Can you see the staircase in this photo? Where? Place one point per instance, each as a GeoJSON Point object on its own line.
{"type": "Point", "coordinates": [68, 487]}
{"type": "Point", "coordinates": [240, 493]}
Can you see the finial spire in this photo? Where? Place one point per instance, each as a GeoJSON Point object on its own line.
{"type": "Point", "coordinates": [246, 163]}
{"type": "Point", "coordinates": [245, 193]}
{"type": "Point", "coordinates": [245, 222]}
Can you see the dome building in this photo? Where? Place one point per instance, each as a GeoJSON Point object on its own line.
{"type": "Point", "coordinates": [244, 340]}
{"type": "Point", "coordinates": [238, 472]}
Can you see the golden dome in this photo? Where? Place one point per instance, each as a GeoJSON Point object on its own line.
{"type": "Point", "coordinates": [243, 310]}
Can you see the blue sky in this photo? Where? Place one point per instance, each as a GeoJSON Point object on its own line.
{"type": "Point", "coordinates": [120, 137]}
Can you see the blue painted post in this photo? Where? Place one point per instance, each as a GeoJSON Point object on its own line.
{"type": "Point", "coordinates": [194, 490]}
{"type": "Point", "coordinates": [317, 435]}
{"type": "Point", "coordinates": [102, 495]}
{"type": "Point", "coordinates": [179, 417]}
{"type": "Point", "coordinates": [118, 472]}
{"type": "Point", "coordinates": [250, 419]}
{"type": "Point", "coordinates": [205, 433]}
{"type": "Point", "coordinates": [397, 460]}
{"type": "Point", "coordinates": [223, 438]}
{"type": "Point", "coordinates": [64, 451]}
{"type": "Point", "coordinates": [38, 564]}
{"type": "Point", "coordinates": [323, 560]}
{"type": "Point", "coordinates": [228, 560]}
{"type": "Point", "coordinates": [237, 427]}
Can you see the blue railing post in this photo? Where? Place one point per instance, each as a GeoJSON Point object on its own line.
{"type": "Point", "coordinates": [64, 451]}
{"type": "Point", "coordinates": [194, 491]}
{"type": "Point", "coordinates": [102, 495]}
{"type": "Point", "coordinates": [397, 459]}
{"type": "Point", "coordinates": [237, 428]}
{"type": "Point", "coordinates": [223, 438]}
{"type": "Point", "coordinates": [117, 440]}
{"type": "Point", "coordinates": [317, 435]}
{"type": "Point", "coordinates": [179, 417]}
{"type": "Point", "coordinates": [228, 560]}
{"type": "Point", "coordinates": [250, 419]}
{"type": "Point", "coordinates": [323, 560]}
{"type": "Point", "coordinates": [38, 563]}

What the exercise asks >> Return all entries exactly.

Reply to the task >>
Can you see the staircase in this photo? Where? Place one point per instance, each as a GeoJSON Point object on its own line.
{"type": "Point", "coordinates": [68, 487]}
{"type": "Point", "coordinates": [240, 493]}
Can you see the finial spire in this photo? Where? Place one point per instance, each as a GeoJSON Point object on its own line.
{"type": "Point", "coordinates": [246, 163]}
{"type": "Point", "coordinates": [245, 193]}
{"type": "Point", "coordinates": [245, 222]}
Can you see the dome building in this photo? Where? Place one point per instance, each as a GeoJSON Point object on its own line.
{"type": "Point", "coordinates": [244, 340]}
{"type": "Point", "coordinates": [238, 472]}
Can you see the golden dome in this photo? Where? Place one point per instance, each as a GeoJSON Point object on its own line.
{"type": "Point", "coordinates": [243, 310]}
Can you see the blue sky in this photo? Where? Place one point per instance, each as a GeoJSON Point object on its own line.
{"type": "Point", "coordinates": [120, 137]}
Can you see the blue painted post in this photo? Where? Place one point per instance, each as a GeoJSON Point object on its own line.
{"type": "Point", "coordinates": [194, 490]}
{"type": "Point", "coordinates": [317, 435]}
{"type": "Point", "coordinates": [102, 495]}
{"type": "Point", "coordinates": [179, 417]}
{"type": "Point", "coordinates": [118, 472]}
{"type": "Point", "coordinates": [250, 419]}
{"type": "Point", "coordinates": [205, 433]}
{"type": "Point", "coordinates": [397, 460]}
{"type": "Point", "coordinates": [223, 438]}
{"type": "Point", "coordinates": [64, 451]}
{"type": "Point", "coordinates": [38, 564]}
{"type": "Point", "coordinates": [323, 560]}
{"type": "Point", "coordinates": [228, 560]}
{"type": "Point", "coordinates": [237, 427]}
Can you see the blue railing post in this photo? Where? Place one point per instance, each as a GeoJSON Point object on its own line.
{"type": "Point", "coordinates": [64, 451]}
{"type": "Point", "coordinates": [194, 491]}
{"type": "Point", "coordinates": [102, 495]}
{"type": "Point", "coordinates": [397, 459]}
{"type": "Point", "coordinates": [237, 428]}
{"type": "Point", "coordinates": [223, 438]}
{"type": "Point", "coordinates": [117, 440]}
{"type": "Point", "coordinates": [317, 435]}
{"type": "Point", "coordinates": [179, 417]}
{"type": "Point", "coordinates": [228, 560]}
{"type": "Point", "coordinates": [250, 419]}
{"type": "Point", "coordinates": [323, 560]}
{"type": "Point", "coordinates": [38, 563]}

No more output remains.